Extracted material
= = = = = = =
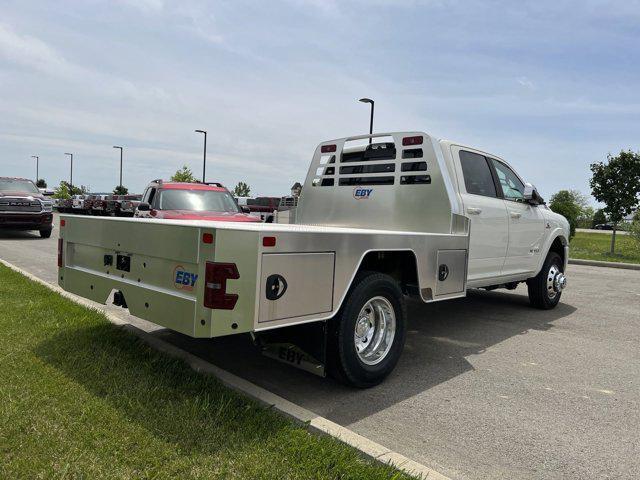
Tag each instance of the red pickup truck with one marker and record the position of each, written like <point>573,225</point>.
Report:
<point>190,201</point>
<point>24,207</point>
= = = = = = =
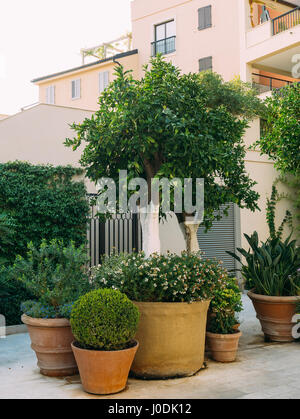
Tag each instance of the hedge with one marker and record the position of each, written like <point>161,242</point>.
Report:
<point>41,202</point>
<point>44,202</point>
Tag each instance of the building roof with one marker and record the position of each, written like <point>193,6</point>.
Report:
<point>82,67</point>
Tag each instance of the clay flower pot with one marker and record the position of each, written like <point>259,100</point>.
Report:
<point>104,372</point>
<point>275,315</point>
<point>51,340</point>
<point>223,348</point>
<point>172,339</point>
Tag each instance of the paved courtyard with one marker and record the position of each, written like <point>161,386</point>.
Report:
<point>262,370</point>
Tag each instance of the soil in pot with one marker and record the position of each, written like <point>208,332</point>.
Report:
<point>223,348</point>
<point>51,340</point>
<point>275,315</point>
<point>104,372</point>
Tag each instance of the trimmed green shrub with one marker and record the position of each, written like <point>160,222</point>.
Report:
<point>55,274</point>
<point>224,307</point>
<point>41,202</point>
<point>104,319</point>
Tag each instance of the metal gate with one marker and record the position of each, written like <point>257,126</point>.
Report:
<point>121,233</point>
= = = = = = =
Copy the data above without any change, starting at the line that contains "Tag each instance of the red" and ending at the line that contains "<point>24,207</point>", with both of those lines included.

Tag each instance of the red pickup truck with one marker and record the position of each, written like <point>573,225</point>.
Report:
<point>190,201</point>
<point>24,207</point>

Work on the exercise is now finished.